<<<<

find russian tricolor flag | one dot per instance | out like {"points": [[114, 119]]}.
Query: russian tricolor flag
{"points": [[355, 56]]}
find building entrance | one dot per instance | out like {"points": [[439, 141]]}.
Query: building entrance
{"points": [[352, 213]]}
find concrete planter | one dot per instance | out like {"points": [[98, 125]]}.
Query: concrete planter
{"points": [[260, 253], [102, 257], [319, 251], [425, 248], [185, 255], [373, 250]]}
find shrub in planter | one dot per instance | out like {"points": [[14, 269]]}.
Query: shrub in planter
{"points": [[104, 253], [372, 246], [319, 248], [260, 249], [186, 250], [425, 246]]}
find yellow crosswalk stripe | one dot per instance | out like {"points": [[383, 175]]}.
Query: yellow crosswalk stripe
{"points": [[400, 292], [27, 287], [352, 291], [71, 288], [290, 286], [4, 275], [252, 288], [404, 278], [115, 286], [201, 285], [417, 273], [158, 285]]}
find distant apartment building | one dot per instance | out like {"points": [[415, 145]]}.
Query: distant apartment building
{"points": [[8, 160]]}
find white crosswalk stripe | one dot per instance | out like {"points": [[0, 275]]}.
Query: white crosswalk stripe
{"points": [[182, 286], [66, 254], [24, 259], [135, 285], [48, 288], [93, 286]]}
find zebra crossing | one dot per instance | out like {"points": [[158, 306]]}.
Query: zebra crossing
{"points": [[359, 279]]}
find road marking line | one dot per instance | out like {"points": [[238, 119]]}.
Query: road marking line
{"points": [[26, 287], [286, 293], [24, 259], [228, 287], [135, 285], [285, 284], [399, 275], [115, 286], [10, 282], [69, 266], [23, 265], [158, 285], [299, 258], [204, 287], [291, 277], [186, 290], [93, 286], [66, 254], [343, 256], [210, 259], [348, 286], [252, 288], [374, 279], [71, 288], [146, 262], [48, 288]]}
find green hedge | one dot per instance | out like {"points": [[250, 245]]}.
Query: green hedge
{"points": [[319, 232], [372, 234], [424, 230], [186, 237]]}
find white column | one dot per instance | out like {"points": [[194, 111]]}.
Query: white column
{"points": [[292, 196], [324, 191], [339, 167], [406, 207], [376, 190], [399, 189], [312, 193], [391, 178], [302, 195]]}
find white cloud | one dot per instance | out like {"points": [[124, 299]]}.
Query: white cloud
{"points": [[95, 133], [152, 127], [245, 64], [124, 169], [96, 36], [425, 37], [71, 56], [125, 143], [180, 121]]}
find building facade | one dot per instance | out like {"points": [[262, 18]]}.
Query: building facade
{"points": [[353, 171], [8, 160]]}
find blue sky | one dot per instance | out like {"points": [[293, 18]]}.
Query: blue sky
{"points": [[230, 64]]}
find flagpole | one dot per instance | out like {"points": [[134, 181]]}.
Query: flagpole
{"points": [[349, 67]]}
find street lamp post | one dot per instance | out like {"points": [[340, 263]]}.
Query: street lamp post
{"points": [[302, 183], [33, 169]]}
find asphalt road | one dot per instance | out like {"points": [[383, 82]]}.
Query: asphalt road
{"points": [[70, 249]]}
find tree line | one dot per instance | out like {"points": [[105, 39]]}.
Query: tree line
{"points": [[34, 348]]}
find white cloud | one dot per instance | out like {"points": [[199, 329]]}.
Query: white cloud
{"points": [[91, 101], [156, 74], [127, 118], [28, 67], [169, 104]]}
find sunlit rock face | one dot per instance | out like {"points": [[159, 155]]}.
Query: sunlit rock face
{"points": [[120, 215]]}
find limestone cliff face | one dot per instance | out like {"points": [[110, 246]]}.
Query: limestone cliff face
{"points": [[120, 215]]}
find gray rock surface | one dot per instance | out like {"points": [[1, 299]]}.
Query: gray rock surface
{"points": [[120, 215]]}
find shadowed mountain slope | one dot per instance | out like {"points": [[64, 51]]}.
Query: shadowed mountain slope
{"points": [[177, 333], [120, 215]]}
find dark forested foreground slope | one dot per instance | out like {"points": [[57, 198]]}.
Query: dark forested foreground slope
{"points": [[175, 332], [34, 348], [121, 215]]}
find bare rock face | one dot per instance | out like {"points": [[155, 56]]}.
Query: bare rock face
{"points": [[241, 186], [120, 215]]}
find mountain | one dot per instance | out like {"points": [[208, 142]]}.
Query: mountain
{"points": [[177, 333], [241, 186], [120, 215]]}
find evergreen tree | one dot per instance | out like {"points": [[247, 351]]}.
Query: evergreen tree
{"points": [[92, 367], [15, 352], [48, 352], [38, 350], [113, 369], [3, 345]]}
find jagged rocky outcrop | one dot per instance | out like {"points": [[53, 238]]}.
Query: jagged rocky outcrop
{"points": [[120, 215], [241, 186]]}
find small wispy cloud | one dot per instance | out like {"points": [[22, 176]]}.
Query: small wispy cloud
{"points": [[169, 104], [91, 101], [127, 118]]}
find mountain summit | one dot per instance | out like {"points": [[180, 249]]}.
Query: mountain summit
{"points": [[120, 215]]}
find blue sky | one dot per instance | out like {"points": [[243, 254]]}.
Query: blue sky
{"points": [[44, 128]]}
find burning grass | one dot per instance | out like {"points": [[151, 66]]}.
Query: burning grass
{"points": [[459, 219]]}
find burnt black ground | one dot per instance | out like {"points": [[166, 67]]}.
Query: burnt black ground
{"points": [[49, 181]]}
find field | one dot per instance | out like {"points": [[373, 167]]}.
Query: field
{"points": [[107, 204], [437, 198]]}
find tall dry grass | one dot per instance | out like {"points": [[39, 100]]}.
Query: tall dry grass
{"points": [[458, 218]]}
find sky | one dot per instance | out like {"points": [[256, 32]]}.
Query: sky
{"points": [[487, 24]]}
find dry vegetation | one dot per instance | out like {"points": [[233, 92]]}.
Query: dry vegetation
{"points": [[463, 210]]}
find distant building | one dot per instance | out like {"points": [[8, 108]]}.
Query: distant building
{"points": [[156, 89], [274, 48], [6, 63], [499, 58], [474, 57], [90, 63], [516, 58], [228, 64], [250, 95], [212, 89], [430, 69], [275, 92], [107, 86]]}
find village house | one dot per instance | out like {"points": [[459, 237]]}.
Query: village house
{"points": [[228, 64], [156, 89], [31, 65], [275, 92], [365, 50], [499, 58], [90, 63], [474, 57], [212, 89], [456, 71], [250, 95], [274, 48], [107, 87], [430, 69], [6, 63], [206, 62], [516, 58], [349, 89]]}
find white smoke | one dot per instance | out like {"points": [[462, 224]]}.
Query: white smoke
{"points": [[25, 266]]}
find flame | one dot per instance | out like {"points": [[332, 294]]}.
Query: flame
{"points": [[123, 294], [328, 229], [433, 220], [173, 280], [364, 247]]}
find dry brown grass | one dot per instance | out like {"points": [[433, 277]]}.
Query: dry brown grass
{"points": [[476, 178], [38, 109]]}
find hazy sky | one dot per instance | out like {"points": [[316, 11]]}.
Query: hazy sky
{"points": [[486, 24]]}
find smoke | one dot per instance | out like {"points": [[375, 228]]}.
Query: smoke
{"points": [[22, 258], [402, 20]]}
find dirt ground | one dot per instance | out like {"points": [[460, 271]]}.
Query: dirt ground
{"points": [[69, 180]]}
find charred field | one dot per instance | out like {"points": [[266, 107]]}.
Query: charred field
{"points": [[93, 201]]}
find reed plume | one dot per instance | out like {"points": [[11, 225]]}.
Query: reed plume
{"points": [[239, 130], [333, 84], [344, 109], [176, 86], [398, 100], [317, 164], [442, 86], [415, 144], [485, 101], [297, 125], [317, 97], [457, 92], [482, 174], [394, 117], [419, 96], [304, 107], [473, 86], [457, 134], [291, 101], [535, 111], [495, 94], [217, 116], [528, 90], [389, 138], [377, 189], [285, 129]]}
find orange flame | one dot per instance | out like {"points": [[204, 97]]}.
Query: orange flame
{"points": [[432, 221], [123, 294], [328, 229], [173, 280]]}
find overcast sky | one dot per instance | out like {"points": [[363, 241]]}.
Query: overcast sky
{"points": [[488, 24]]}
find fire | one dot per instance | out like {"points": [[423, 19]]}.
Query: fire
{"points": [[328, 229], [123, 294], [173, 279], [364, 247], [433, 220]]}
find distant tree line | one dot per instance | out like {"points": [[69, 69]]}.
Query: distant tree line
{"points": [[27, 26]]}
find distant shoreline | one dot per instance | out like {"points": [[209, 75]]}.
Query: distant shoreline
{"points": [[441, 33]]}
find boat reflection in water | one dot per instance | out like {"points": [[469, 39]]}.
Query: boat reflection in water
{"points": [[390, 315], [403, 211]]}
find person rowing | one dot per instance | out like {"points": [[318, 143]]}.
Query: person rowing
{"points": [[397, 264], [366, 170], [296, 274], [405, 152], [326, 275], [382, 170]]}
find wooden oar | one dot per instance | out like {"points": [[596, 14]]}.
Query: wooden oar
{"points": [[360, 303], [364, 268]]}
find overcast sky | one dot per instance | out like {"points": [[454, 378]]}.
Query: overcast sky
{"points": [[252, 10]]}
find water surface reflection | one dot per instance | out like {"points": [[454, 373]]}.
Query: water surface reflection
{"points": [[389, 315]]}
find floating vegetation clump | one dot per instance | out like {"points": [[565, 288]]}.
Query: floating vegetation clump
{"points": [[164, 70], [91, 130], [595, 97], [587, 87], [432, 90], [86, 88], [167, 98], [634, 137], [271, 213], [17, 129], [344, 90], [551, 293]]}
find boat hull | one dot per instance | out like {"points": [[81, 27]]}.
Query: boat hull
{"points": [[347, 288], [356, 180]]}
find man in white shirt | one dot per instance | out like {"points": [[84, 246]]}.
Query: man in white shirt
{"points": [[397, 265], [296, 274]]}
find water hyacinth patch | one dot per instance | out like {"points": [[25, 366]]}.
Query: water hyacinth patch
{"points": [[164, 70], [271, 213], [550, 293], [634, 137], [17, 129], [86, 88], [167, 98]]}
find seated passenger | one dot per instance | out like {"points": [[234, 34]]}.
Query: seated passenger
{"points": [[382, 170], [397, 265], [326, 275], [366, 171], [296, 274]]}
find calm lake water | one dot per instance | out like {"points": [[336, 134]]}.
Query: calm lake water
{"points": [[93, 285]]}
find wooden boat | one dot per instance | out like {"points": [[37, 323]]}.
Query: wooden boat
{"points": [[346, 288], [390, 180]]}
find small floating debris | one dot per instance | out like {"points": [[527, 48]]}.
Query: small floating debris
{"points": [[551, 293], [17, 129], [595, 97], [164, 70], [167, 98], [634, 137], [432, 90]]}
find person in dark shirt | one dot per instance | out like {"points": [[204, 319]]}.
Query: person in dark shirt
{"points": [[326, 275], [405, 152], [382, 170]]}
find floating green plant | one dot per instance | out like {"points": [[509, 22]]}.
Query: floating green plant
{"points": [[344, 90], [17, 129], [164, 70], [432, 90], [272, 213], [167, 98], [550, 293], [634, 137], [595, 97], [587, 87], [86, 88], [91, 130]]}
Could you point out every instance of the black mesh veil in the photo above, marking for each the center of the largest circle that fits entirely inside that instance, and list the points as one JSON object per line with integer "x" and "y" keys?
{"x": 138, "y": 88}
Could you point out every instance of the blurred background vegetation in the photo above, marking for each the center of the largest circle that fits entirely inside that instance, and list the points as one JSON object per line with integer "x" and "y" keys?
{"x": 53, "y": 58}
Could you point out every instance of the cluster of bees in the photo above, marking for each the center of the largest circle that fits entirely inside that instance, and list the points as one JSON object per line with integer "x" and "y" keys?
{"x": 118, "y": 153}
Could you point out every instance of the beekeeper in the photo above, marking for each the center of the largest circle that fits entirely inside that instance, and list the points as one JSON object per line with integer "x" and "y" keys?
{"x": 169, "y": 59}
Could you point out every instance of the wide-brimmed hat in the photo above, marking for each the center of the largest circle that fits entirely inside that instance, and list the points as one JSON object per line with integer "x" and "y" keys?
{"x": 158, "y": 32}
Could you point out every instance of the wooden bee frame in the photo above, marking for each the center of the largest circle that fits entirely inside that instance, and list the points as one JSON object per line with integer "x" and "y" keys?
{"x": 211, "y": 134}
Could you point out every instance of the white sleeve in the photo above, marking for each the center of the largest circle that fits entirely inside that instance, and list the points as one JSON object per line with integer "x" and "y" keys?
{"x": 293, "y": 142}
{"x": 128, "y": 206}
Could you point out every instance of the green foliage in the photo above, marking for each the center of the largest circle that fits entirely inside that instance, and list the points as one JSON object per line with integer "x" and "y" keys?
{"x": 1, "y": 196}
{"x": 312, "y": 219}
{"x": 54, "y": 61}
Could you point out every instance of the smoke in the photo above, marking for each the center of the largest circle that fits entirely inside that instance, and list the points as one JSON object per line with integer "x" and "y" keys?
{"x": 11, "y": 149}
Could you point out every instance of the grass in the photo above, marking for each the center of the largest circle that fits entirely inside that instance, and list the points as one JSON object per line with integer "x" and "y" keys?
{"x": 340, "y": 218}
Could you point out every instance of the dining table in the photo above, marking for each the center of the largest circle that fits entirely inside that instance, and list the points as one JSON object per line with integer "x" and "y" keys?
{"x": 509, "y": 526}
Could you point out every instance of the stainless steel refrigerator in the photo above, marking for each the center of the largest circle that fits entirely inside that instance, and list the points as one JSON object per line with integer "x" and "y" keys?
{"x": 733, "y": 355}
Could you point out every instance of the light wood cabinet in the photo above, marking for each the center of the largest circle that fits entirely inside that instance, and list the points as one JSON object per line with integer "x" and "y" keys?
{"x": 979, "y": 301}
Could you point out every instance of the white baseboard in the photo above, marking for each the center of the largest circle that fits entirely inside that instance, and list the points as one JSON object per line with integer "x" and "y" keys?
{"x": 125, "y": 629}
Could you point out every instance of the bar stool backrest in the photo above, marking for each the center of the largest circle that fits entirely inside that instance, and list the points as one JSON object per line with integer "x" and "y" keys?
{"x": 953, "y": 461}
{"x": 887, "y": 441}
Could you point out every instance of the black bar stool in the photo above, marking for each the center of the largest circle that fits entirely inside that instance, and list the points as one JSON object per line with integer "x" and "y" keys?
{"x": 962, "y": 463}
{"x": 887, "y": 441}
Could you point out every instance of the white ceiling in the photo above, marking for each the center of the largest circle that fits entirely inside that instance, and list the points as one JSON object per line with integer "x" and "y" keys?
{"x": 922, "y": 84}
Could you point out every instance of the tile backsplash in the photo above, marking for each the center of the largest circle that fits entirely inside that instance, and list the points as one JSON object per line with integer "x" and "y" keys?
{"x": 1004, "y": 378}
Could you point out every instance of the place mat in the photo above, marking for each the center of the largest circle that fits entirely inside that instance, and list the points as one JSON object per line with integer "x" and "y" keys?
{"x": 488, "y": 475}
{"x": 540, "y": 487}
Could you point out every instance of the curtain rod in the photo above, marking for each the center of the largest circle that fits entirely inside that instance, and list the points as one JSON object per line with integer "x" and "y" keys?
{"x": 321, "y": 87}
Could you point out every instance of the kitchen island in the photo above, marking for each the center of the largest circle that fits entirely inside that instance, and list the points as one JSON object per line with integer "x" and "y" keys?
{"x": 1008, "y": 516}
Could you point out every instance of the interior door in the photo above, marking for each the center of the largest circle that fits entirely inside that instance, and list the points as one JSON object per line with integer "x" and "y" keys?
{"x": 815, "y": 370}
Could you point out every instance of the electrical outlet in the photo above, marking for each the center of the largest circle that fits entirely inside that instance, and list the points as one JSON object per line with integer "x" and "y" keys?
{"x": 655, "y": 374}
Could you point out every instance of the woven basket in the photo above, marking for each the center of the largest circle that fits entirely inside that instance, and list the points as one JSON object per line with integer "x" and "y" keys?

>>>>

Precisely reproduce the lines of the entries, beginning at the first and ending at the one containing "find concrete planter". Add nothing.

▶ Response to the task
find russian tricolor flag | one dot per instance | out like {"points": [[114, 119]]}.
Query: russian tricolor flag
{"points": [[355, 56]]}
find building entrance | one dot per instance | out like {"points": [[439, 141]]}.
Query: building entrance
{"points": [[352, 213]]}
find concrete planter | one dot per instance | out like {"points": [[98, 125]]}.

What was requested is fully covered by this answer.